=== What to do ===
From the records below, give the number of lines that contain the string "hard", without any other text.

- Opening Delimiter -

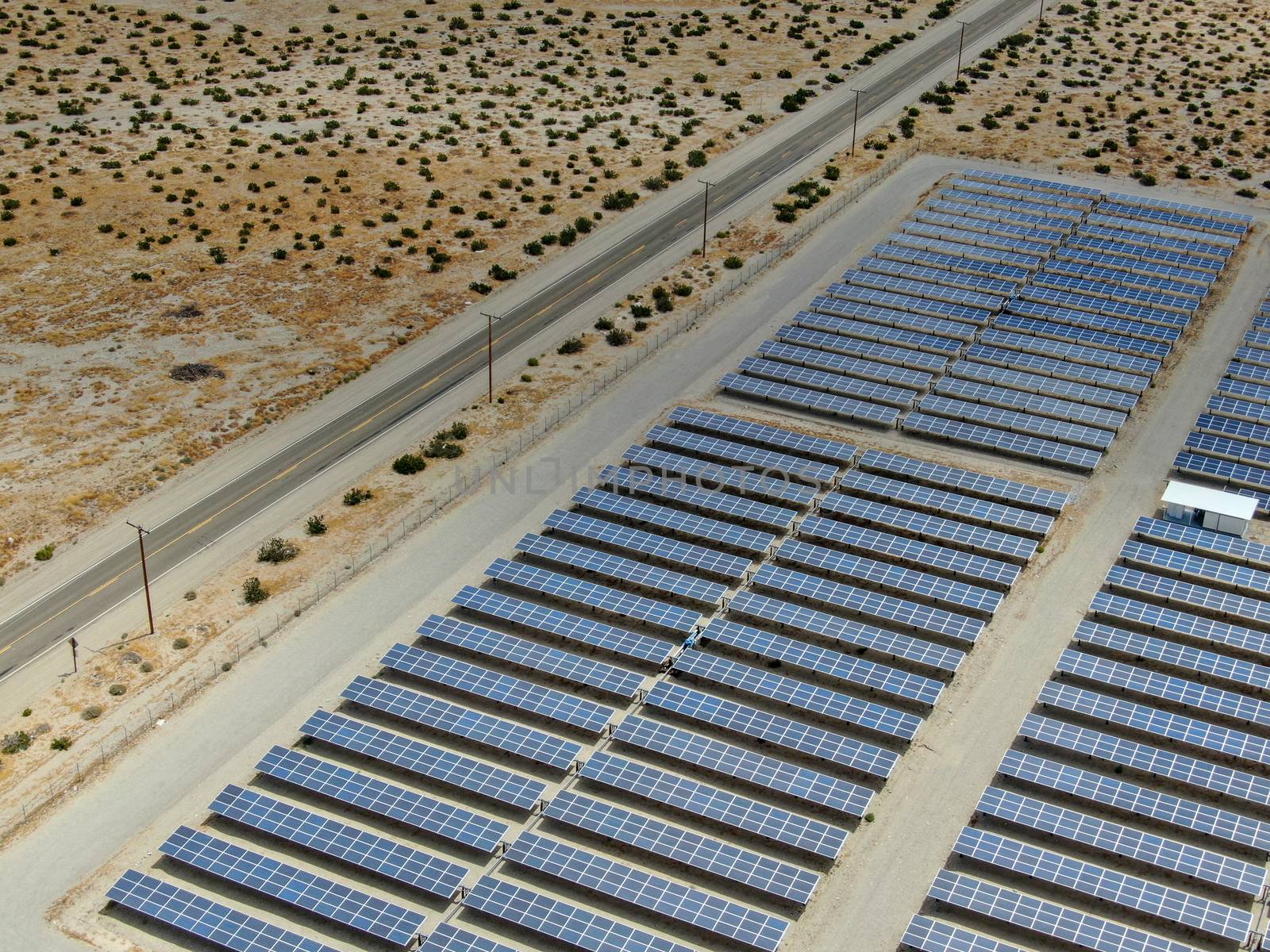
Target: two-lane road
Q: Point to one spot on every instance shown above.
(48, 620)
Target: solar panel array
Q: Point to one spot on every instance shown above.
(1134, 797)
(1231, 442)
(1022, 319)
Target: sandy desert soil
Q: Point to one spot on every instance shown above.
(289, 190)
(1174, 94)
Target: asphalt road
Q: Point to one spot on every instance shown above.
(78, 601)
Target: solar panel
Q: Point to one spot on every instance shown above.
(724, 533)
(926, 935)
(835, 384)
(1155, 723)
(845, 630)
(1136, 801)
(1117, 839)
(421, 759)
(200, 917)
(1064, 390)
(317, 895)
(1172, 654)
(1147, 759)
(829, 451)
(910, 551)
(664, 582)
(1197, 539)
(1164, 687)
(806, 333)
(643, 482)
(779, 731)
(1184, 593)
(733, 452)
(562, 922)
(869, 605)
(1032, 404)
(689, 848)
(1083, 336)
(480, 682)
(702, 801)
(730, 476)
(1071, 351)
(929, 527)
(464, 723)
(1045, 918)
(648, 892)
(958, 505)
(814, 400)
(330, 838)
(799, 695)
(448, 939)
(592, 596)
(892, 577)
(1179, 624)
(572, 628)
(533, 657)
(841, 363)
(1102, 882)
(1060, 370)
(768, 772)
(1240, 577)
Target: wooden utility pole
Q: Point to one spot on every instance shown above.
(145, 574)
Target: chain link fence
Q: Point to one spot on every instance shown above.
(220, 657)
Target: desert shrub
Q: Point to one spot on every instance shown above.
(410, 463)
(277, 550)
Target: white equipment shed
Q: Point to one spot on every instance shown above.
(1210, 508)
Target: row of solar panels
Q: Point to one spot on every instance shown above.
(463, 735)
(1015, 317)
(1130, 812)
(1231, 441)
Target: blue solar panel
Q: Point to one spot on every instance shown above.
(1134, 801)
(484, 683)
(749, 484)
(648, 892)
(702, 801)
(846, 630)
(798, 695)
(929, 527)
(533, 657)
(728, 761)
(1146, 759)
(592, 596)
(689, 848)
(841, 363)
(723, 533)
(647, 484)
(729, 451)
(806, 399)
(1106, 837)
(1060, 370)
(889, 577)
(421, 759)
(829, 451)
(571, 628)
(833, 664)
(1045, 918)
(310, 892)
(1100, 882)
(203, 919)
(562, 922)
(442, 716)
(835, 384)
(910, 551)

- Closing Delimiter -
- Opening Delimiter -

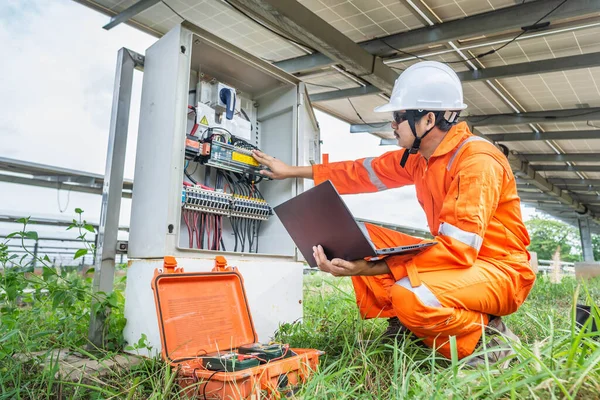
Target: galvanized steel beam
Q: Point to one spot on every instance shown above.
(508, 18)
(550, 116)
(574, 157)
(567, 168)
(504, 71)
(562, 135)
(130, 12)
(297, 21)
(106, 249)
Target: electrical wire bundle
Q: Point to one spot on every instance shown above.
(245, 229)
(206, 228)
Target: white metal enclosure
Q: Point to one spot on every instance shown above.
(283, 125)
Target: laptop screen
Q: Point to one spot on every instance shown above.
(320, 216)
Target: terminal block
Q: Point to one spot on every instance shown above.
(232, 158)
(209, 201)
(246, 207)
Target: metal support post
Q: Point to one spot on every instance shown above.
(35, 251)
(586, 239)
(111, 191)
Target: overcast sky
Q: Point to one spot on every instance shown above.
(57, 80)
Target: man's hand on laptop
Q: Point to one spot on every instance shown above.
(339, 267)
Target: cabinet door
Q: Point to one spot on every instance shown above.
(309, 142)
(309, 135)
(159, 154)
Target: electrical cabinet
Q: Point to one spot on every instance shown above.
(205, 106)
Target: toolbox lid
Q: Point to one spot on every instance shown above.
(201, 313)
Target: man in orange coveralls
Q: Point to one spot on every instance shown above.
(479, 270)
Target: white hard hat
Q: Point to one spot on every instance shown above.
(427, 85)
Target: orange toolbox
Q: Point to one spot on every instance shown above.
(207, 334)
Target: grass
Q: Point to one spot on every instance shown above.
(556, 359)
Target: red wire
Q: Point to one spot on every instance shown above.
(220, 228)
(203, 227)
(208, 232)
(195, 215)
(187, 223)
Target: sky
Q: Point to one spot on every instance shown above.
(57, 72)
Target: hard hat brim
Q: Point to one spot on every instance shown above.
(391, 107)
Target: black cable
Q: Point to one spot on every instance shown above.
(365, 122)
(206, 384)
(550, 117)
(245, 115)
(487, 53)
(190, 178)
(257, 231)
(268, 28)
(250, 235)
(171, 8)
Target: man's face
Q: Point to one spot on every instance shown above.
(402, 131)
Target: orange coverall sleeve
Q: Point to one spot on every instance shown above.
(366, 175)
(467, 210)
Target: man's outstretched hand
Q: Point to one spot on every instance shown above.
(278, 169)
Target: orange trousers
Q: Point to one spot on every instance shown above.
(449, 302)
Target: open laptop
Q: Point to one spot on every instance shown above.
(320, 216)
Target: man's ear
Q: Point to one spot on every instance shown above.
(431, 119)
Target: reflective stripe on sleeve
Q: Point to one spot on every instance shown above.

- Closing Delimiter -
- Opening Delimiter -

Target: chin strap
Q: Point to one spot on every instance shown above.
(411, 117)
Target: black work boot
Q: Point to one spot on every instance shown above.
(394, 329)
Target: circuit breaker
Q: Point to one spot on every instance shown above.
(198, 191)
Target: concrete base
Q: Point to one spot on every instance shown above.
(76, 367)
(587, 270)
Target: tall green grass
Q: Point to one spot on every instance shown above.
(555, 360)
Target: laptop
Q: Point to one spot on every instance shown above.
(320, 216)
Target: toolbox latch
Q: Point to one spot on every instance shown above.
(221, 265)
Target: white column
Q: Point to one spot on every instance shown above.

- Closing Delimiter -

=== Solved exercise ===
2